PROBLEM DETAILS
Which lines in the data below contain the string "jeans"? Show every such line in full, treating uppercase and lowercase as different.

THE INPUT
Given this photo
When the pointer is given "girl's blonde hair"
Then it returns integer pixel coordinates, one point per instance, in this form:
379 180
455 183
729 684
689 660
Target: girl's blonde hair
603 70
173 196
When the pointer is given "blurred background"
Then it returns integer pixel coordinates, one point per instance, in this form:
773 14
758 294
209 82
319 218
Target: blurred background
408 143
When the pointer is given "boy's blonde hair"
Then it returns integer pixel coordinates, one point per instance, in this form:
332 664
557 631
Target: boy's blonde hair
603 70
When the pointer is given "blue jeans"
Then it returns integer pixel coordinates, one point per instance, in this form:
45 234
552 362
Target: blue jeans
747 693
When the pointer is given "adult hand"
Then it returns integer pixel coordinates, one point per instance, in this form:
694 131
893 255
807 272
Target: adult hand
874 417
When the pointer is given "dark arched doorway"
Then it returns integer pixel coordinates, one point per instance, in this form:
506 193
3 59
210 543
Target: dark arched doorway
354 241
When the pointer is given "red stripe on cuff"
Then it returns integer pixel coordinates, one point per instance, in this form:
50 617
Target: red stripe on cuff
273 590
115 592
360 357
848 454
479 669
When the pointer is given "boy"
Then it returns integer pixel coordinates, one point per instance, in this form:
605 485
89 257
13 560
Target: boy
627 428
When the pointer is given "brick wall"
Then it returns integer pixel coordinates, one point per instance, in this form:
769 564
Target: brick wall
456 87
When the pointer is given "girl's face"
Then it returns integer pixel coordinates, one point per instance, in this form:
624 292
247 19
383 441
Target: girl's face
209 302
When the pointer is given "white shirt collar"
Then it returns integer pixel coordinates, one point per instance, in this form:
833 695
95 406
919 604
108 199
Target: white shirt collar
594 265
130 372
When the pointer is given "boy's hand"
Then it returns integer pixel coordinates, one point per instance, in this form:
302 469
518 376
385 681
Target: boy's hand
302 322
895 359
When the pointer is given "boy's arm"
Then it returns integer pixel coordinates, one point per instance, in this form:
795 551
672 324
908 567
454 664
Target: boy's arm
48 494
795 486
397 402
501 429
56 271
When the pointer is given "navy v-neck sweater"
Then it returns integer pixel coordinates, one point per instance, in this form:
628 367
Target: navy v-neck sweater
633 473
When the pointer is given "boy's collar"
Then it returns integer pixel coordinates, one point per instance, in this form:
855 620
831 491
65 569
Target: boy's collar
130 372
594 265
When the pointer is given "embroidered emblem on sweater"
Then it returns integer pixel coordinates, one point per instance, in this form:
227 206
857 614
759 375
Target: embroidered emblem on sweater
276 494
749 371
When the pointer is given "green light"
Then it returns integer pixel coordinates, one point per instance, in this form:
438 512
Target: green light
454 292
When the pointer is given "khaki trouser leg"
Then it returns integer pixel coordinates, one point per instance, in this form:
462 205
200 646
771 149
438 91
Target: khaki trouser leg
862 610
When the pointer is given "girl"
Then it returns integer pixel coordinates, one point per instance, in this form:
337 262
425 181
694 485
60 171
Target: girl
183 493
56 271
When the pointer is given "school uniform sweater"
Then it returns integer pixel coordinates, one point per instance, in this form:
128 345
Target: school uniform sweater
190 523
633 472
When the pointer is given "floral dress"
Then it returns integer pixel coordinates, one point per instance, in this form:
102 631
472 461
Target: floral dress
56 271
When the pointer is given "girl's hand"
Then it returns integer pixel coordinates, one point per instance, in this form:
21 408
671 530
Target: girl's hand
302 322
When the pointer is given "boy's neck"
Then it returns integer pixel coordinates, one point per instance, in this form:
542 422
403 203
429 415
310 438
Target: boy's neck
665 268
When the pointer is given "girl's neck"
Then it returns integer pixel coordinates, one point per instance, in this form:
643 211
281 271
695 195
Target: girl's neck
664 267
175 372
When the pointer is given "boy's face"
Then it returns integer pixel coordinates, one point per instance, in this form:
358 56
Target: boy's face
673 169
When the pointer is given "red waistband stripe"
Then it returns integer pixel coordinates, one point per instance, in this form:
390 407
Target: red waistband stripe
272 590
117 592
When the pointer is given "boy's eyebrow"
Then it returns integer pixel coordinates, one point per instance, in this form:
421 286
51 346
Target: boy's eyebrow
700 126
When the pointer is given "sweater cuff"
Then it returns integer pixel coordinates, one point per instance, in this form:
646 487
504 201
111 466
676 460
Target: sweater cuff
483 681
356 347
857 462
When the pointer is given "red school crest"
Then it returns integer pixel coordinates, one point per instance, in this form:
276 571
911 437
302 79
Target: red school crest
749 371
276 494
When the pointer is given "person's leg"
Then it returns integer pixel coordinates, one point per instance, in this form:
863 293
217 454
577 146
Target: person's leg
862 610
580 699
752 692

TASK RESPONSE
When the pointer is given "blue jeans"
Target: blue jeans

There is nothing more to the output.